Exercise directions: Convert the stretch of records from the line that contains "Provide a point for each instance of the concrete" through the line that contains "x=135, y=123" into a Markdown table with two columns, Row and Text. Number each row, put the line itself in the Text column, and leave out any blank lines.

━━━ Provided information

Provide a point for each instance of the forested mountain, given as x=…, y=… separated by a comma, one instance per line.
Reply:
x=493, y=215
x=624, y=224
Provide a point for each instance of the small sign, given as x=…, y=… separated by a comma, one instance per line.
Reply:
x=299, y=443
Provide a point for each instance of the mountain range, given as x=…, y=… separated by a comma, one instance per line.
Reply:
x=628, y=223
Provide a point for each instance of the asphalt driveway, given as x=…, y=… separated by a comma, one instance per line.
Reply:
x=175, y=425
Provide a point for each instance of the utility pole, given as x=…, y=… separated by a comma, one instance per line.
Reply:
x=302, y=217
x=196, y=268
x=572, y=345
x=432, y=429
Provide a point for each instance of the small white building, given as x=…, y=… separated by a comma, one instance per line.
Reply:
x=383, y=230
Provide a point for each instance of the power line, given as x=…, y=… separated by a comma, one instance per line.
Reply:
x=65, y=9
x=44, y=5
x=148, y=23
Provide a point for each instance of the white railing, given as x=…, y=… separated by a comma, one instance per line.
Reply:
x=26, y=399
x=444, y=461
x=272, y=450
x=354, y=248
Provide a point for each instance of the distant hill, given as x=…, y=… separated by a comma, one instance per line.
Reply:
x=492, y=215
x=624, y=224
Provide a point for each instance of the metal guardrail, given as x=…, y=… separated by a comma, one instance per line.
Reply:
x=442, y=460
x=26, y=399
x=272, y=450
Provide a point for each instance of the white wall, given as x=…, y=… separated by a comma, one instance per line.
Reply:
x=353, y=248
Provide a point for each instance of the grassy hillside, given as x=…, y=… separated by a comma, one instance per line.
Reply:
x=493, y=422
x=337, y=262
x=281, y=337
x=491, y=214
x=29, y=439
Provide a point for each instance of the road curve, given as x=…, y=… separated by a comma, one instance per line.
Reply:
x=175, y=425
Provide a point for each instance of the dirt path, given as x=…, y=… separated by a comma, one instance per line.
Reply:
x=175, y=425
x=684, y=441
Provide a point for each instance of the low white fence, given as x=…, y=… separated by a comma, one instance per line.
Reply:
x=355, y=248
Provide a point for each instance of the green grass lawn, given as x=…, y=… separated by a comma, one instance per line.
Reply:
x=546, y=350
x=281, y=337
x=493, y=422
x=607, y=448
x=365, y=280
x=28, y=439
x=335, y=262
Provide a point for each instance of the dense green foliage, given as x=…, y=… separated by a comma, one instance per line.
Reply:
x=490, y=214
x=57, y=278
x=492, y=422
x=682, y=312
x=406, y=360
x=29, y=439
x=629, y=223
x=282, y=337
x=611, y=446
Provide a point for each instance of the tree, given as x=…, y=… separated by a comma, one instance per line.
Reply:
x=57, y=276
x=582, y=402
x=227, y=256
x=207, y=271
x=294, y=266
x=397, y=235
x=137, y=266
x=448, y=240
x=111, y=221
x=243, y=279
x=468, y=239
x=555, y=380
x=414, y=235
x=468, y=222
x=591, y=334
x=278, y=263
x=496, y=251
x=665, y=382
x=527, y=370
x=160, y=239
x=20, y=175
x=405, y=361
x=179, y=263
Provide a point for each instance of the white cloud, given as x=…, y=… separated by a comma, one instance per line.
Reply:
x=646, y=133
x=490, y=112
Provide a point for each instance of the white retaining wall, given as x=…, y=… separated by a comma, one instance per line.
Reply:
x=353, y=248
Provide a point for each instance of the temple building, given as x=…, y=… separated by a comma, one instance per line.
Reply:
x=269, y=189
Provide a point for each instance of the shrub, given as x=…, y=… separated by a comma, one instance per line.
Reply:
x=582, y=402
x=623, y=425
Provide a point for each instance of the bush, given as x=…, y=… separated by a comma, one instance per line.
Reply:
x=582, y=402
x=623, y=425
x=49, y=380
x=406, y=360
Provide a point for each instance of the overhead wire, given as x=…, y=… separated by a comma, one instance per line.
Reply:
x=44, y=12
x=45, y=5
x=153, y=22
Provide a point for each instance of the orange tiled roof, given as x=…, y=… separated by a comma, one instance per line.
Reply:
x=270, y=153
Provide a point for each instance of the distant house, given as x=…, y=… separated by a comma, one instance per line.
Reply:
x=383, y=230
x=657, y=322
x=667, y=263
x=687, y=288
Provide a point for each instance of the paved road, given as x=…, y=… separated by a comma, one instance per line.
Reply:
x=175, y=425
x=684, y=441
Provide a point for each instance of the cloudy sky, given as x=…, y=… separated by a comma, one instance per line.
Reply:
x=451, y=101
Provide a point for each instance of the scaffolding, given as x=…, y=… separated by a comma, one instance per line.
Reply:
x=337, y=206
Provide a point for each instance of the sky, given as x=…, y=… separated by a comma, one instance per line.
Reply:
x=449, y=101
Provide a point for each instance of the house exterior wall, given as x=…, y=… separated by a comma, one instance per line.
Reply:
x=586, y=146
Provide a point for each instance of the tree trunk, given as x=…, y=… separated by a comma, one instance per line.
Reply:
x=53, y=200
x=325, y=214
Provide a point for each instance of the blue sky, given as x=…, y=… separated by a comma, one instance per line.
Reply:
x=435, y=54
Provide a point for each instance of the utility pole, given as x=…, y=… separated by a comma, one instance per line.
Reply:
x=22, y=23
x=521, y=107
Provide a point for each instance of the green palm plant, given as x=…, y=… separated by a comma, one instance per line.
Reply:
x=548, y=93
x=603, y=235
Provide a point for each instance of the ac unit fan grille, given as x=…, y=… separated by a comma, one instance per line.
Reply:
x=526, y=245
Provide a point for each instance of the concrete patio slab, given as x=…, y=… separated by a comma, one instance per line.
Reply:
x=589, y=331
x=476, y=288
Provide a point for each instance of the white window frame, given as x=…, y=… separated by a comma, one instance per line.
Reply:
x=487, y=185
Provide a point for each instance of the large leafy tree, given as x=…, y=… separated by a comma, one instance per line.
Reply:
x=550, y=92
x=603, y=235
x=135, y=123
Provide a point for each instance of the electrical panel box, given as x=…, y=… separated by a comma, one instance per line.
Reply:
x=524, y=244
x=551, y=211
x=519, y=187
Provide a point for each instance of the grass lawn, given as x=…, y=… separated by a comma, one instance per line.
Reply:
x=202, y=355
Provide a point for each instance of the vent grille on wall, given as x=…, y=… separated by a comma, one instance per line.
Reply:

━━━━━━

Response:
| Row | Text |
|---|---|
| 1 | Provide a point for each instance of the concrete patio slab, given as x=…, y=… separated by a comma, one instance per line. |
| 2 | Reply: |
| 3 | x=589, y=331 |
| 4 | x=476, y=288 |
| 5 | Provide a point for each instance of the white window frame, given as x=…, y=… separated by a comma, one instance per line. |
| 6 | Reply: |
| 7 | x=487, y=185 |
| 8 | Provide a point for each instance of the large leafy tree, given as x=…, y=… separated by a comma, one instance per line. |
| 9 | Reply: |
| 10 | x=550, y=92 |
| 11 | x=603, y=235 |
| 12 | x=135, y=123 |